[Problem statement]:
Repeat every one of the records below verbatim, leaving the pictures out of your answer.
━━━━━ Material for this exercise
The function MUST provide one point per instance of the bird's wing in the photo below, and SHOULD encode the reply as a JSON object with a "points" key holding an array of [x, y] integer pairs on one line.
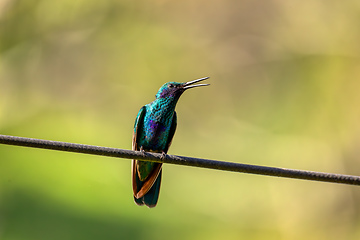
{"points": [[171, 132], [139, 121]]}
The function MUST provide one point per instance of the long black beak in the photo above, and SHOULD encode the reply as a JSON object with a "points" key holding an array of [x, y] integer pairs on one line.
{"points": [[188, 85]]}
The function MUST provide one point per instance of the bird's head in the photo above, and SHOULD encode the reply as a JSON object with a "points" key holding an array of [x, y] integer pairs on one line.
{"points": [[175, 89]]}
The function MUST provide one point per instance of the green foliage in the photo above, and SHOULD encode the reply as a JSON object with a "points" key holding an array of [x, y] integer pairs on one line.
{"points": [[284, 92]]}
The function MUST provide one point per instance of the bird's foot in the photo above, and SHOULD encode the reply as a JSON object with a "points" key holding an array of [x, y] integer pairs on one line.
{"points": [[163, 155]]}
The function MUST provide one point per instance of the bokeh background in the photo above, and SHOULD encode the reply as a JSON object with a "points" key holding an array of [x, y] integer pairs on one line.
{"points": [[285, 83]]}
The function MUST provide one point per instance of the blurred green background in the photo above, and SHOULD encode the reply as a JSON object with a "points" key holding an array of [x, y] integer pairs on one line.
━━━━━━━━━━
[Worked answer]:
The function MUST provide one point per instance of the bird's wing in the photo below, and SHOULD encode the reply as a JSON object with a "points" key holding an array of [x, y] integer pairs on one line.
{"points": [[171, 132], [139, 121]]}
The function MUST provide one point per instance of the long black beak in the photo above, and SHOULD encode the reply as a JSON object with a "points" key holding an array of [x, y] integer pairs on one line.
{"points": [[188, 85]]}
The function MUST provide one point per instance of the bird's head in the photo above, and SHOULD encode the reply as a JSON object with a "points" key holding an array of [x, y] integer pairs on one line.
{"points": [[175, 89]]}
The function MUST provide one point per instance of the green foliage in the photo above, and SHOULD encode the reply as a JSON object with a "points" key holding an array of [x, y] integer pairs on one line.
{"points": [[284, 92]]}
The function MUST provide one point per instance of the bird's foot in the photo above, and SHOULD encode the reply as a JSON object with a "points" key holding an array of [x, y] integer pairs on one line.
{"points": [[163, 155]]}
The function MUST provide one point per instance of the bokeh background in the photo above, and SHOULD encode the reply as a JSON object with a "points" key holding an array of [x, y] integer pairs on one line.
{"points": [[285, 83]]}
The function MUST provide one point per instance of the blurred green background in the photo above, and SHOULD encode the reply as a JSON object with a "points" key holding an array of [x, y] integer pairs on one line.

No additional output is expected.